**GOAL OF THE EXERCISE**: Reproduce verbatim the part of the entries that opens with the line containing "Pin every instance of the wilted" and closes with the line containing "Pin every instance of the velvety", including both of those lines.

**RAW DATA**:
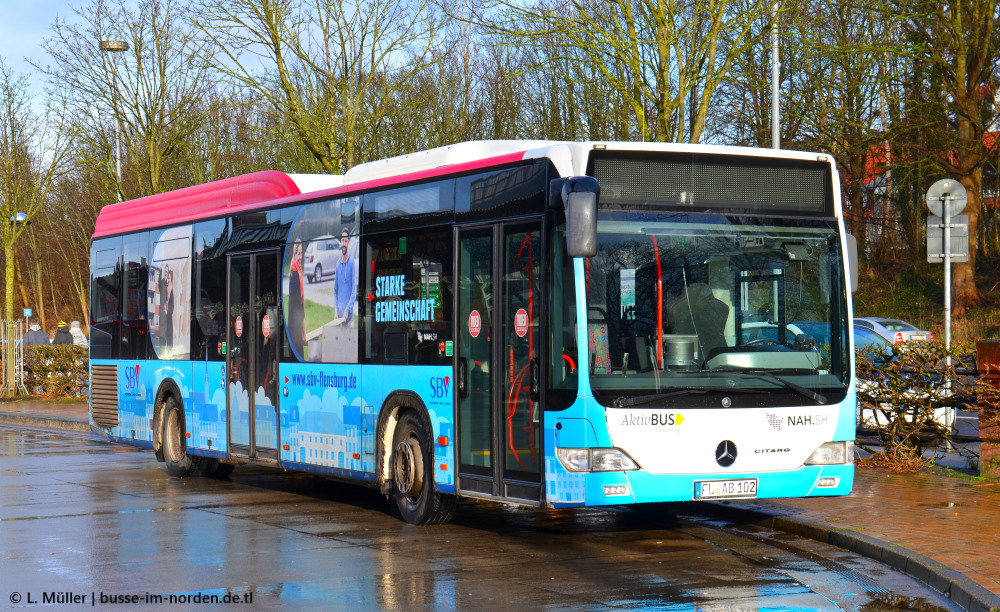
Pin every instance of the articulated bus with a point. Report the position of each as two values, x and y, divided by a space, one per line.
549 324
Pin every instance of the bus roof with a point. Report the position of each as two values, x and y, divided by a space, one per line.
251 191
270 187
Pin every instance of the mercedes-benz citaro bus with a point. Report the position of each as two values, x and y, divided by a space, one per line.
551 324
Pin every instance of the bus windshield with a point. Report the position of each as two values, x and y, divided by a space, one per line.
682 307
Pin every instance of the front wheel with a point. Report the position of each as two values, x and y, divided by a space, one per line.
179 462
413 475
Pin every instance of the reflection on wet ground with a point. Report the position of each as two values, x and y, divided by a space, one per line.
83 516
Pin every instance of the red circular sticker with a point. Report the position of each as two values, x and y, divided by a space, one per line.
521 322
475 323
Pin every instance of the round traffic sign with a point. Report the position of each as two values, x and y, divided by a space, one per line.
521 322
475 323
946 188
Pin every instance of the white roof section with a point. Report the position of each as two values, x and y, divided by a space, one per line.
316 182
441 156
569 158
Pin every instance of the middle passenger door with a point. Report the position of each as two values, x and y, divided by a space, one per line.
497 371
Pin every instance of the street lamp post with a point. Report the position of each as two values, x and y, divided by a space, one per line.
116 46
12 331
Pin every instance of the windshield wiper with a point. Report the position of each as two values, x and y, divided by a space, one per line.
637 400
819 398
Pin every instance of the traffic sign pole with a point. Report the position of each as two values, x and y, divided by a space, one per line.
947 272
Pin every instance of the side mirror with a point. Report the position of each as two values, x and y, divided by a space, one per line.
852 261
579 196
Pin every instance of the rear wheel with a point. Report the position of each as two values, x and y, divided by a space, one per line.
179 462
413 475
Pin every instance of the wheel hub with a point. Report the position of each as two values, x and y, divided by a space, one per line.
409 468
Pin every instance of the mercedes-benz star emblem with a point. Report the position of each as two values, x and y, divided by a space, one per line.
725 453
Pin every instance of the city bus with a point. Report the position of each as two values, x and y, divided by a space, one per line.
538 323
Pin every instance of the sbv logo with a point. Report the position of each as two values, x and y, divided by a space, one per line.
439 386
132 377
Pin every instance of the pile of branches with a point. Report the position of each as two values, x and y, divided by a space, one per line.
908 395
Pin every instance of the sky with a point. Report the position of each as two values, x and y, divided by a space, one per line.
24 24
==
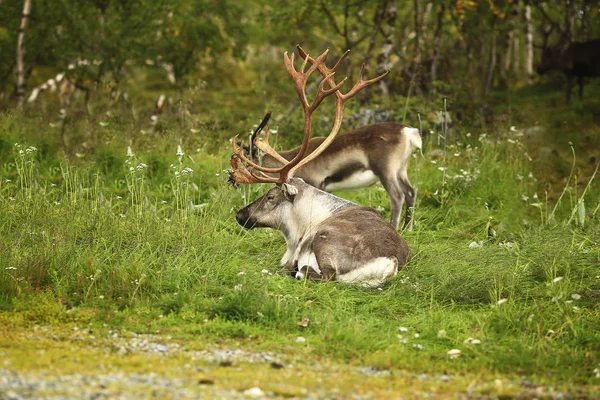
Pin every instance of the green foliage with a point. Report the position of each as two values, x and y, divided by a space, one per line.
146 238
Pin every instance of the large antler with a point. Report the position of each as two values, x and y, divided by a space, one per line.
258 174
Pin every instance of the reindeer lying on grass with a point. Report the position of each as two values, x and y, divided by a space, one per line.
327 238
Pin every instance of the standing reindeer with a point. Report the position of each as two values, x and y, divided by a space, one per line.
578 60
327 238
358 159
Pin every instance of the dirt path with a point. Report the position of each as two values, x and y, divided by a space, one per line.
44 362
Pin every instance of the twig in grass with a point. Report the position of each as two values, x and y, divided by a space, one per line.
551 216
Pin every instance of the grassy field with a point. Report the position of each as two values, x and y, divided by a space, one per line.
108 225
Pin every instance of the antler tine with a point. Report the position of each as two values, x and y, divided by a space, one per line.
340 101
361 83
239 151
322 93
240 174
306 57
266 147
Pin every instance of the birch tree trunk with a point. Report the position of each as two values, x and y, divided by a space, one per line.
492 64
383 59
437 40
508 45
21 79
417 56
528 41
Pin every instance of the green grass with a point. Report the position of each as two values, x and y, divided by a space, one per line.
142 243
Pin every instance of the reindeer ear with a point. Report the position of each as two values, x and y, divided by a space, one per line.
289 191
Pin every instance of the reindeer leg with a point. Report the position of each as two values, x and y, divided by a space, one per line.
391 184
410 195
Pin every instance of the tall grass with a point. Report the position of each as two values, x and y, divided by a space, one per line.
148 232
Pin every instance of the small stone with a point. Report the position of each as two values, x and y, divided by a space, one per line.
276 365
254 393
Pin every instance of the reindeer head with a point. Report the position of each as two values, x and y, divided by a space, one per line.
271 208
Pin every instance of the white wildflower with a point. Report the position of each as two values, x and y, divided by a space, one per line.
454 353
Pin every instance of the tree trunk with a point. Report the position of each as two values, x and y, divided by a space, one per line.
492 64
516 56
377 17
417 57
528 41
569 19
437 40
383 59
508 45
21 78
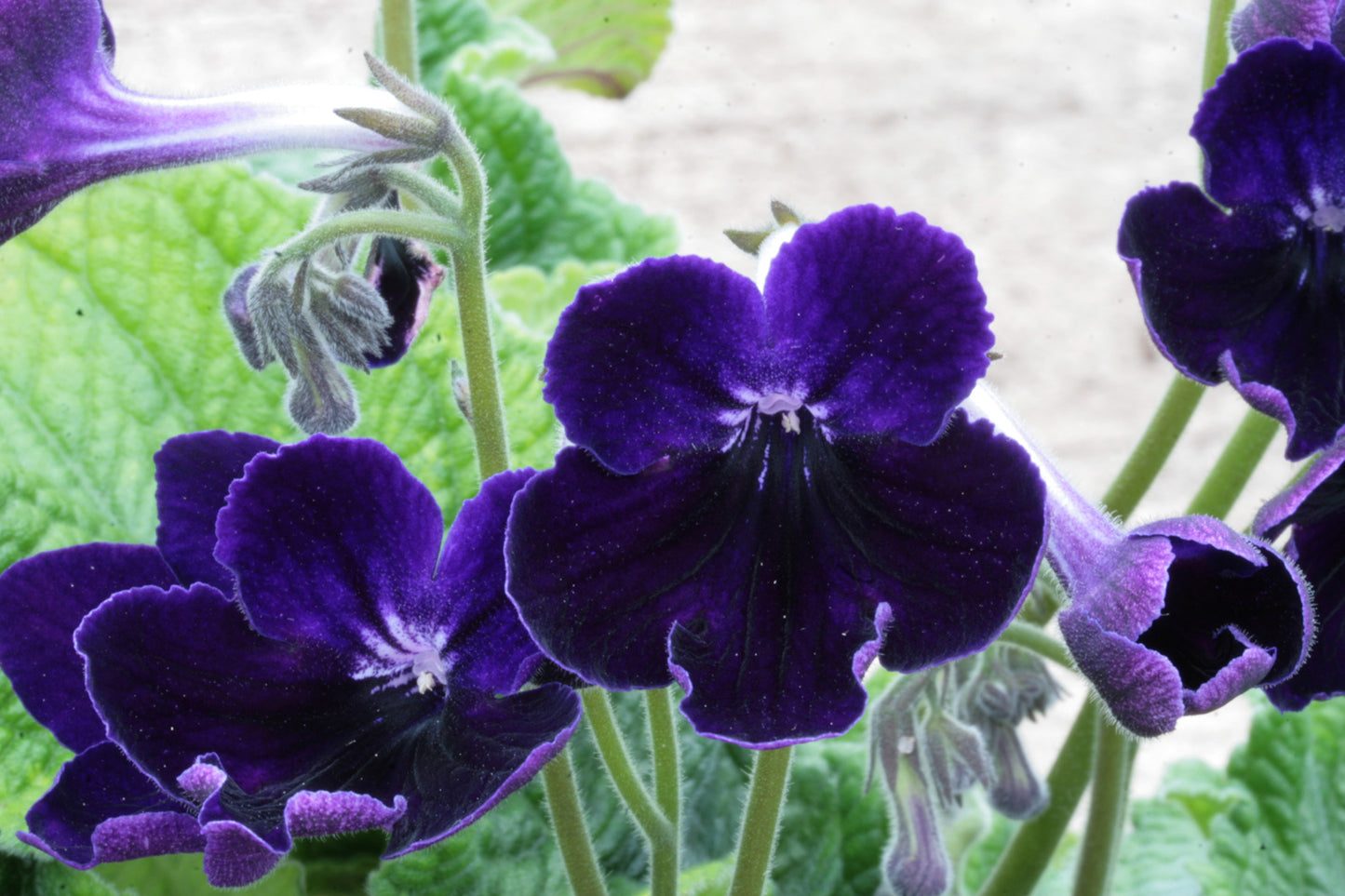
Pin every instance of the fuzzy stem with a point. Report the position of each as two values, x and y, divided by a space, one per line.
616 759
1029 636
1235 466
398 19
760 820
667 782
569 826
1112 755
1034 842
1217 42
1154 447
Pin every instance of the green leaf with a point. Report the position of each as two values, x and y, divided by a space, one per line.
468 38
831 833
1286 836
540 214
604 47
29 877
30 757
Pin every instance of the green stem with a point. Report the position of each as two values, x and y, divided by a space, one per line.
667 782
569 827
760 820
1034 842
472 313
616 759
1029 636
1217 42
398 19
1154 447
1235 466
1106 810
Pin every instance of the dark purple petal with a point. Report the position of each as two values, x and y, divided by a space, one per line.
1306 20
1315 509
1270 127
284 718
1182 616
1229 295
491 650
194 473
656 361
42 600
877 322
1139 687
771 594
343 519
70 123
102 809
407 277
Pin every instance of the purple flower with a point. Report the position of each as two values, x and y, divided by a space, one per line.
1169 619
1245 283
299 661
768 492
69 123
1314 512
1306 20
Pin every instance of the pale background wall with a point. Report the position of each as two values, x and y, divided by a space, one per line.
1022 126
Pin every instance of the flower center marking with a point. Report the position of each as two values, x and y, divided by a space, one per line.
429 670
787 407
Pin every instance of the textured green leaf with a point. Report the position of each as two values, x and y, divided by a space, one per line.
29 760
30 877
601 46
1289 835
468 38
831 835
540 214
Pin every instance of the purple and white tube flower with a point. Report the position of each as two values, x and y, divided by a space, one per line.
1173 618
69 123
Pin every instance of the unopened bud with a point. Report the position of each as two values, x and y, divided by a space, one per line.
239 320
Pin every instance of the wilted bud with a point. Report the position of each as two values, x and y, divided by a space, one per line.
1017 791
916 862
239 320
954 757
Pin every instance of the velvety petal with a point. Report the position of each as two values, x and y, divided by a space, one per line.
--
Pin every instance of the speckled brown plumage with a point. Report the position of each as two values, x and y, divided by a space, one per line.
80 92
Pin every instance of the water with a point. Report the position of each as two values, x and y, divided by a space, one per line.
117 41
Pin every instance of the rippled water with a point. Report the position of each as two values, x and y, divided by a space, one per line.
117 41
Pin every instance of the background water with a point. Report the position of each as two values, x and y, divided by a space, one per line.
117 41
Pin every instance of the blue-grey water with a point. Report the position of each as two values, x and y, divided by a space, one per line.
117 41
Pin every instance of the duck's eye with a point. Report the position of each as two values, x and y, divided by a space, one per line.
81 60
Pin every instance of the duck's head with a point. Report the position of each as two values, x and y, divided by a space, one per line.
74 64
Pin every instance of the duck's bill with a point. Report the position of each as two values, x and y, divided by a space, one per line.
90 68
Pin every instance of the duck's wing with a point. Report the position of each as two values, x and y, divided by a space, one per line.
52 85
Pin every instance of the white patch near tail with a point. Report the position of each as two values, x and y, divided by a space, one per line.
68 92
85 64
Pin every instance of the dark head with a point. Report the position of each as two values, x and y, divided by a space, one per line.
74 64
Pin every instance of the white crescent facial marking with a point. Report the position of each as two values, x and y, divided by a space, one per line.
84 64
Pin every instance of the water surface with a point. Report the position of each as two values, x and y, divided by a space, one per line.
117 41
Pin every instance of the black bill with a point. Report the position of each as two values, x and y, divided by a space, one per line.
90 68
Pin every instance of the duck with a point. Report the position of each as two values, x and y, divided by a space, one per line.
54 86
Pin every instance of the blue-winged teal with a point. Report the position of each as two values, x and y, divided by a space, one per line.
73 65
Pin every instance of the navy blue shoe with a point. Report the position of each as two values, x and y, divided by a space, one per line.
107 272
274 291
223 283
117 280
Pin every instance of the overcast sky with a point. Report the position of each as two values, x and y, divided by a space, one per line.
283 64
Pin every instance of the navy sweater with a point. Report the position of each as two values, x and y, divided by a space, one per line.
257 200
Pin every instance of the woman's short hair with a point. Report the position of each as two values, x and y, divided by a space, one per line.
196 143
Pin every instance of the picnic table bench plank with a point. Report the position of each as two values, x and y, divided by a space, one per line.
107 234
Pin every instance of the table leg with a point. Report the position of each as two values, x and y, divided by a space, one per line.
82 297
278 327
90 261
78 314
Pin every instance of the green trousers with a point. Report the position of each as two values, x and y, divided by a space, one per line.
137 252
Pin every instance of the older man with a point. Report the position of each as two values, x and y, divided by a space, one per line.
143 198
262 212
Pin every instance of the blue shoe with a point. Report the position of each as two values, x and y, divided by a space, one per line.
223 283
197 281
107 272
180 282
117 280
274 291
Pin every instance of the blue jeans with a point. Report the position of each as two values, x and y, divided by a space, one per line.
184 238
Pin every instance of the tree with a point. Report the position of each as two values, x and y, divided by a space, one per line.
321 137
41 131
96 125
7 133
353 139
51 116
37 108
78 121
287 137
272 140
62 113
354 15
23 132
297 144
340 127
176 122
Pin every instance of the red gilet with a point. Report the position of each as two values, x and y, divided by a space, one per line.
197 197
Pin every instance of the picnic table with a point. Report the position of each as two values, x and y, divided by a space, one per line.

**REPLY**:
Pin every instance of the wilted bud with a point. Report the position of each as two values, x and y, divided by a space, one per line.
1017 791
916 862
239 320
954 757
Pin every instance of the velvety petal with a point. Report the position of each as two values, x and y, divided by a space, one per line.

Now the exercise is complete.